- [Stated task]: Select every line in the entries below that contains the string "bubbles", and copy each one. Matching is case-sensitive.
═════ Material shown ═════
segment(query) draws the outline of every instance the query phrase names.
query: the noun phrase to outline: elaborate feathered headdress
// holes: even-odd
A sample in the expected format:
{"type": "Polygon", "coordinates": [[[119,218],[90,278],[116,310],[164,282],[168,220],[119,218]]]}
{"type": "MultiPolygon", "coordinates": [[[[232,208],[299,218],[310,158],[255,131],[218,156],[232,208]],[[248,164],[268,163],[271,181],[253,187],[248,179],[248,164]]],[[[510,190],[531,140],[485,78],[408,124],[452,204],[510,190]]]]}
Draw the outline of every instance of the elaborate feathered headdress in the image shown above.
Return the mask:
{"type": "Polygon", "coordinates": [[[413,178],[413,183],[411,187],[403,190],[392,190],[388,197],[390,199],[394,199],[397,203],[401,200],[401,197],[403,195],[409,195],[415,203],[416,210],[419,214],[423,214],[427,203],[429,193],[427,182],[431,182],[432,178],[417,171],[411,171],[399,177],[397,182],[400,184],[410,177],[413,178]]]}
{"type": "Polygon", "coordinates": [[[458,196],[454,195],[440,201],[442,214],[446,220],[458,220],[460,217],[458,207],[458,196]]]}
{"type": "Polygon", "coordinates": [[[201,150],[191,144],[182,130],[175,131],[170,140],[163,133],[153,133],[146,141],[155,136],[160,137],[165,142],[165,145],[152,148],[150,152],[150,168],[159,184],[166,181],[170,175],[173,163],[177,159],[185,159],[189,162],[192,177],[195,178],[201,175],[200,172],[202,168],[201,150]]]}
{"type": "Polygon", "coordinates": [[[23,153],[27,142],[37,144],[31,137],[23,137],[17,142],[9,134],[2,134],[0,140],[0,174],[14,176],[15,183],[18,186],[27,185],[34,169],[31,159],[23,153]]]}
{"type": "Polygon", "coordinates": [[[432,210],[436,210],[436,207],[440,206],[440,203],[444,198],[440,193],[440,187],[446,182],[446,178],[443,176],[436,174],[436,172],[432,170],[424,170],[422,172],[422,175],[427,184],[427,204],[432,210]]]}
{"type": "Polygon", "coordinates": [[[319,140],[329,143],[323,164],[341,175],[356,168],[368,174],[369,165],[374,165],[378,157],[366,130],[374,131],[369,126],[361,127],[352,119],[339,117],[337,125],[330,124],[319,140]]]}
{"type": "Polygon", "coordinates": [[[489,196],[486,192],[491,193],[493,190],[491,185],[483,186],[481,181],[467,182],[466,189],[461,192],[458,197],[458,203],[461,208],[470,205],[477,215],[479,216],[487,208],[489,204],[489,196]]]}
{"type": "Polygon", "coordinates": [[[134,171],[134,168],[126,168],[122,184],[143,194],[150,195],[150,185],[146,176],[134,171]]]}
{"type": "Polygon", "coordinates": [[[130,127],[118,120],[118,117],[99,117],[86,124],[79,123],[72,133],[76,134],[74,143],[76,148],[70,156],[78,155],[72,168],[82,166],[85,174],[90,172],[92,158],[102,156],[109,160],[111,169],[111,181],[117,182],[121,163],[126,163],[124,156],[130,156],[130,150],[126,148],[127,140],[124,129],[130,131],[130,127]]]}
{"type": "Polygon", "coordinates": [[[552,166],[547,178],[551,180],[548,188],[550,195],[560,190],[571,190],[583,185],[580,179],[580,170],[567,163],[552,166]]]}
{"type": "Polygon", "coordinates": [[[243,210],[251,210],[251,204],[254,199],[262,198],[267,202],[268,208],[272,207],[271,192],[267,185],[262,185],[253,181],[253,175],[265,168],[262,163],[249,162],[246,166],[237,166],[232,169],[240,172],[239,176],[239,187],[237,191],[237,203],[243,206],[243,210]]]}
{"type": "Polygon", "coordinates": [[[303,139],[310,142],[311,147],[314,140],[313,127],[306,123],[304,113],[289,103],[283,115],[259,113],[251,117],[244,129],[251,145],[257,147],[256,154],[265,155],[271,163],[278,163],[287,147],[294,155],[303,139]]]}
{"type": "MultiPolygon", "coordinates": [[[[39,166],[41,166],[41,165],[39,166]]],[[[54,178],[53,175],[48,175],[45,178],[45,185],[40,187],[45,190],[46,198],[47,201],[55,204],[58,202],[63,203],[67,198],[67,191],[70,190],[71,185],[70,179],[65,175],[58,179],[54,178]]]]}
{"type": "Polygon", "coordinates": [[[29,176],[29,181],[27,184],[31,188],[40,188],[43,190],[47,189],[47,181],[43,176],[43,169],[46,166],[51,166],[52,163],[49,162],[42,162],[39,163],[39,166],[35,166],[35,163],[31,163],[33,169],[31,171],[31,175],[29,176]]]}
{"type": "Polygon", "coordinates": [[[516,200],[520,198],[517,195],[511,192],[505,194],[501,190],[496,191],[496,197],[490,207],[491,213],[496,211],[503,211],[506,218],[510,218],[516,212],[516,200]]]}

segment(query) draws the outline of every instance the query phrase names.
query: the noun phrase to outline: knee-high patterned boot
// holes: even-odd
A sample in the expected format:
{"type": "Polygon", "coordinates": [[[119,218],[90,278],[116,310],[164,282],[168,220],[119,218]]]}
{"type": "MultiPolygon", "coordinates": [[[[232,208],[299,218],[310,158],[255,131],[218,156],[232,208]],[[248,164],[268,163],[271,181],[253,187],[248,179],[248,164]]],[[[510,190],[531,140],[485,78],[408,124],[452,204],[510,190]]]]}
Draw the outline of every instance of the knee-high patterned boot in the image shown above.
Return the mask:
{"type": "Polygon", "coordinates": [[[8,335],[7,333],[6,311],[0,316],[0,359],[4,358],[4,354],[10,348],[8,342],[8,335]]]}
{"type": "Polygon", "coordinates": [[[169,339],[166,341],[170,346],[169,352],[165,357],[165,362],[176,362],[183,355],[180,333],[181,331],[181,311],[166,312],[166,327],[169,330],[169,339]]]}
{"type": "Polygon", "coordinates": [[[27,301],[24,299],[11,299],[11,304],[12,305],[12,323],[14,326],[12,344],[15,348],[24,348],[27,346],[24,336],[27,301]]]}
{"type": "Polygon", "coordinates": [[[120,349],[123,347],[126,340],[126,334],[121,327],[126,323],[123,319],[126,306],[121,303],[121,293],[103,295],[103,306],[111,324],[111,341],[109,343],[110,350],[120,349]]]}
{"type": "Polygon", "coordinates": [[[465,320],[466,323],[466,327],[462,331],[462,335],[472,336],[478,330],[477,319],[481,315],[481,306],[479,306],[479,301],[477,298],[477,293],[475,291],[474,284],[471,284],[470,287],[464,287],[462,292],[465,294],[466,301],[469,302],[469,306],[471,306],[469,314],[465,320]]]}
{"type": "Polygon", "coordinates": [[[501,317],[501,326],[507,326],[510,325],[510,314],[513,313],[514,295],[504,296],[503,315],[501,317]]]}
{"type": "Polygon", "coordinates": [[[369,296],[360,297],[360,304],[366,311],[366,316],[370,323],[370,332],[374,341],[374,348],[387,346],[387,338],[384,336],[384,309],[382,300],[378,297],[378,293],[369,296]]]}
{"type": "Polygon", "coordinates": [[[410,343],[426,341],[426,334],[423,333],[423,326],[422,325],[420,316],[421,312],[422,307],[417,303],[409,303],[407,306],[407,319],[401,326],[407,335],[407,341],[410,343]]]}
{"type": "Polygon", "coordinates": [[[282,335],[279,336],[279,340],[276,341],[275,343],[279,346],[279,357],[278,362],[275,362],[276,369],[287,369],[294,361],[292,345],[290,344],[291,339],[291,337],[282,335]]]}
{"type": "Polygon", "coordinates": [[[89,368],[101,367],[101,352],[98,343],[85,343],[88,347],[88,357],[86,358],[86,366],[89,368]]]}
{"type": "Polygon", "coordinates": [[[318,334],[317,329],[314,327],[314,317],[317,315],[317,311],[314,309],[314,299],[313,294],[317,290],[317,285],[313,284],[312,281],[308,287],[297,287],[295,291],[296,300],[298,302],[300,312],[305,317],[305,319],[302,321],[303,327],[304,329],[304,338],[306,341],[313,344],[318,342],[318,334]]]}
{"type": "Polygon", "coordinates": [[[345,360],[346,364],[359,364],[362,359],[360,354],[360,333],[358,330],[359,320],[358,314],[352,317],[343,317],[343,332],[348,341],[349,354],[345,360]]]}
═════
═════ Material shown ═════
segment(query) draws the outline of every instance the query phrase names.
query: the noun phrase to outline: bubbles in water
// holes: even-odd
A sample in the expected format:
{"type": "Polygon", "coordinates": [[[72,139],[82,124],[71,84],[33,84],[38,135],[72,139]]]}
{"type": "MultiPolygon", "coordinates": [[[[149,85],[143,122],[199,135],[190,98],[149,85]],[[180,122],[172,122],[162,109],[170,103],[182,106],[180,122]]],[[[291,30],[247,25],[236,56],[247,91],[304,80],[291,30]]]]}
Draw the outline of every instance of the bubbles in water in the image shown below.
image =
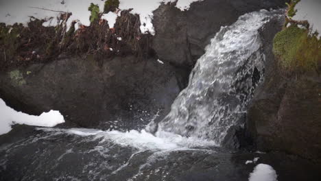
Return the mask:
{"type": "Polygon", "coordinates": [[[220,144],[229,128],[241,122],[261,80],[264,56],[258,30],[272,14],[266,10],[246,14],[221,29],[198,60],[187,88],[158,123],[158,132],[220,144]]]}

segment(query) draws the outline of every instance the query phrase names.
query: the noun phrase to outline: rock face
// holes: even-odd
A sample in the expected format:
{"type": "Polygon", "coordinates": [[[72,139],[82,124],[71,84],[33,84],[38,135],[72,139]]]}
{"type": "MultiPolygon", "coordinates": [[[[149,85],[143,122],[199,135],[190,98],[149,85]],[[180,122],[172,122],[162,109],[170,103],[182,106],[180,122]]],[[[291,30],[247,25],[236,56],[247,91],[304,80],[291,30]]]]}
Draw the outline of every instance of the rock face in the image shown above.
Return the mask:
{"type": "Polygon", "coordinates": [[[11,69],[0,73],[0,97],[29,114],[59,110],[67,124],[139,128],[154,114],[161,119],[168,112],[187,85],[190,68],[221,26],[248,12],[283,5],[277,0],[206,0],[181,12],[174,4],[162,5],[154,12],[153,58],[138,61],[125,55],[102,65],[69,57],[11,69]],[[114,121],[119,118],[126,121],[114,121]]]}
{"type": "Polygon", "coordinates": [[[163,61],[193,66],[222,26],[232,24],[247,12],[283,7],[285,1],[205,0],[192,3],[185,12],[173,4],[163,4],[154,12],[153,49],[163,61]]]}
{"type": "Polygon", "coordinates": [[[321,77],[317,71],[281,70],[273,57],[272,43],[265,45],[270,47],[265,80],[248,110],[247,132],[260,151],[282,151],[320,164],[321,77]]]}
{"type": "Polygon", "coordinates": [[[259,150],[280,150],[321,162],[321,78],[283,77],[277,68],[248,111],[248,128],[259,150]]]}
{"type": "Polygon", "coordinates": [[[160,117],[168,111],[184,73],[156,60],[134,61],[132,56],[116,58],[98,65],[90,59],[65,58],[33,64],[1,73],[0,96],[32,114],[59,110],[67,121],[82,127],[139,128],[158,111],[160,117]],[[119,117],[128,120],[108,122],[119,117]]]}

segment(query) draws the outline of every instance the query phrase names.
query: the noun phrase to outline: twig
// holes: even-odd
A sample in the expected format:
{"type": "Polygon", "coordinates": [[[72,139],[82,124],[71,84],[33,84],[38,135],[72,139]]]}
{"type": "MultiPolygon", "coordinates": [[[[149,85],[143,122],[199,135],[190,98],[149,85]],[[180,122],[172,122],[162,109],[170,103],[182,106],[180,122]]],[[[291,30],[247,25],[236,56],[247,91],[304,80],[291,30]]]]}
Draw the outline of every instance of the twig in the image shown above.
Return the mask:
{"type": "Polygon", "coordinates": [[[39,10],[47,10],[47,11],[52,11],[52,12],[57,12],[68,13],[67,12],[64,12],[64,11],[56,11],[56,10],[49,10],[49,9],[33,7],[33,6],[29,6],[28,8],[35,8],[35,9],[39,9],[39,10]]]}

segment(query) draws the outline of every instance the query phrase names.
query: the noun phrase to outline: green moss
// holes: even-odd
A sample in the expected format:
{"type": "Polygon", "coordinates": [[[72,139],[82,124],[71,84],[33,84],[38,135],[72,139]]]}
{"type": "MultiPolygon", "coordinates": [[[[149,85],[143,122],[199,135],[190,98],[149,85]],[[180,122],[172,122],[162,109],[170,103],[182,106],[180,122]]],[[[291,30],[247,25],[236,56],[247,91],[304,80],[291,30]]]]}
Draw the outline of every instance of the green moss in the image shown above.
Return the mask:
═════
═════ Material shown ═════
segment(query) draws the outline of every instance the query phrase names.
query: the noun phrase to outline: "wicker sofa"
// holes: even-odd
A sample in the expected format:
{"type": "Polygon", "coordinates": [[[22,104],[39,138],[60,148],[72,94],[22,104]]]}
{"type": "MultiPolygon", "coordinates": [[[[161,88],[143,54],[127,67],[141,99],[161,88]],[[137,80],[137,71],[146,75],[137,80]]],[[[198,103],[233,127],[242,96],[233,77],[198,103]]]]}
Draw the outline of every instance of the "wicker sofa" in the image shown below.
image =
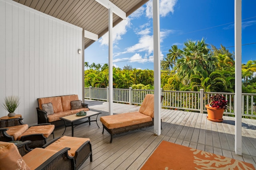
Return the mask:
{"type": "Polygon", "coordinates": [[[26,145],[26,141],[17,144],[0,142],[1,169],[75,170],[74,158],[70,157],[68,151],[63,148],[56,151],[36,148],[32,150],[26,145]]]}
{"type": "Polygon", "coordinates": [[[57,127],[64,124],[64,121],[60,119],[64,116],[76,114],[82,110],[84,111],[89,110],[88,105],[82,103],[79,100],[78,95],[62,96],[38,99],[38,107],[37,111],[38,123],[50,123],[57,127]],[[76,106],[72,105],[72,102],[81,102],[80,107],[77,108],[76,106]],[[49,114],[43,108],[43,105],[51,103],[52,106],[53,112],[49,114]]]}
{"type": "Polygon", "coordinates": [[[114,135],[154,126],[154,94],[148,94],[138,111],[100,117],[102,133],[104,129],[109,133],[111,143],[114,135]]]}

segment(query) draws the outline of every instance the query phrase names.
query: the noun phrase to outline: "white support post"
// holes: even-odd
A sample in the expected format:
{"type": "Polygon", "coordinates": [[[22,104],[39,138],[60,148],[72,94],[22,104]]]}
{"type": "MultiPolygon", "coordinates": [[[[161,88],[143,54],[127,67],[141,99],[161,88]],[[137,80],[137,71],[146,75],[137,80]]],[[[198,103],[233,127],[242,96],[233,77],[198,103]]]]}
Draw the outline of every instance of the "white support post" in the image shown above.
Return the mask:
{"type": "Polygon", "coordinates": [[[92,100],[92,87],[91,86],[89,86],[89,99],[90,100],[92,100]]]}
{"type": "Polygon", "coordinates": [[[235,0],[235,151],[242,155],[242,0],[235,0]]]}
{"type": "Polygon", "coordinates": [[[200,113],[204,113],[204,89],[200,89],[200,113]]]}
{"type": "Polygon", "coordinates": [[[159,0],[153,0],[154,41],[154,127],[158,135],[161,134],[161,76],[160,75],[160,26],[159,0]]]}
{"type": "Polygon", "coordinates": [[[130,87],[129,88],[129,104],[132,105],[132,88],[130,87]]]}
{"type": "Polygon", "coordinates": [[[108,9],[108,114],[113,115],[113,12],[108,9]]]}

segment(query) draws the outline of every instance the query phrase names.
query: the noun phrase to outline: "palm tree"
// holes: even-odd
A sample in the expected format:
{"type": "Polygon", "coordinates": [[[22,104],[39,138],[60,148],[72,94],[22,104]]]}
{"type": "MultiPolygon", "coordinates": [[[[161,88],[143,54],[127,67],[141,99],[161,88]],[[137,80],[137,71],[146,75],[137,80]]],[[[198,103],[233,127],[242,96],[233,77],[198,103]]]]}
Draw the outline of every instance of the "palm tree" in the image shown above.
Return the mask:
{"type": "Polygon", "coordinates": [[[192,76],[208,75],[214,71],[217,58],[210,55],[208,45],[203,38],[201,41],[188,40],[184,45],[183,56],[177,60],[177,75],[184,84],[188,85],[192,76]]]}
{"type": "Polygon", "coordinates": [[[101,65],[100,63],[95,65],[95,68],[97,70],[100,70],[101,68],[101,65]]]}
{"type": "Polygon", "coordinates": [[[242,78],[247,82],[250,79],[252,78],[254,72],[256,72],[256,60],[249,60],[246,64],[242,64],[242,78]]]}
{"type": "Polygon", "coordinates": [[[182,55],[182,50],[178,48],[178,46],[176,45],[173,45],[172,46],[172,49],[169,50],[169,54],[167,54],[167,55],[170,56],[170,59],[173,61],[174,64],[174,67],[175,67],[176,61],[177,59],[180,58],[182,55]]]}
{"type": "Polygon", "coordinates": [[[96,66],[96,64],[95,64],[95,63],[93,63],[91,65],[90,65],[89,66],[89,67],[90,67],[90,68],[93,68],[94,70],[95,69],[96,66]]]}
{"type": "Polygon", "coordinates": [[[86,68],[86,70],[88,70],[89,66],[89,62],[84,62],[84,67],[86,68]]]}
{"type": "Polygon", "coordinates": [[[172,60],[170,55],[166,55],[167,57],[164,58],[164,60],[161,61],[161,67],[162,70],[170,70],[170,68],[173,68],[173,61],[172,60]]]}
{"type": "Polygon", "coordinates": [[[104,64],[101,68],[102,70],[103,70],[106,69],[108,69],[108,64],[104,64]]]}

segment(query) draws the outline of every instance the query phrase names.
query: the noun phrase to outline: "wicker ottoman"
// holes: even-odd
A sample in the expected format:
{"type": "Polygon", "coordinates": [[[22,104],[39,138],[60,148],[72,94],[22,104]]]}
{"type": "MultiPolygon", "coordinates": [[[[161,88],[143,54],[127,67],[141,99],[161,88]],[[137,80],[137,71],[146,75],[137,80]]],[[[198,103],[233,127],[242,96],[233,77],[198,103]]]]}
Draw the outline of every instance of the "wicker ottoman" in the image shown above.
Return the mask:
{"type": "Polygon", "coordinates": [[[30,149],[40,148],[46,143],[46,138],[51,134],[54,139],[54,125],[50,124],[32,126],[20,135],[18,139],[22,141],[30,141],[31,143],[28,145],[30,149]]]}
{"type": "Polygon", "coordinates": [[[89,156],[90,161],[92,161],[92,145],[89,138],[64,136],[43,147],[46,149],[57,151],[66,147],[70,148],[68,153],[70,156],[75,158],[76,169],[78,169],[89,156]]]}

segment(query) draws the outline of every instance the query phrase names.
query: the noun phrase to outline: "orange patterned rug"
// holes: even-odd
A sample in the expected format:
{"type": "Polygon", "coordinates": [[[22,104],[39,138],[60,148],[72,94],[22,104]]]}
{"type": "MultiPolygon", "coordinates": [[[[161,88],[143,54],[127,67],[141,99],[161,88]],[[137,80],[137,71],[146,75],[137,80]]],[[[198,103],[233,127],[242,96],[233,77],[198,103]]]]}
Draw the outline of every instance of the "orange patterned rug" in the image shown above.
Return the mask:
═════
- [Written answer]:
query: the noun phrase to outline: bubbles in water
Draw the outline of every instance of the bubbles in water in the image shown below.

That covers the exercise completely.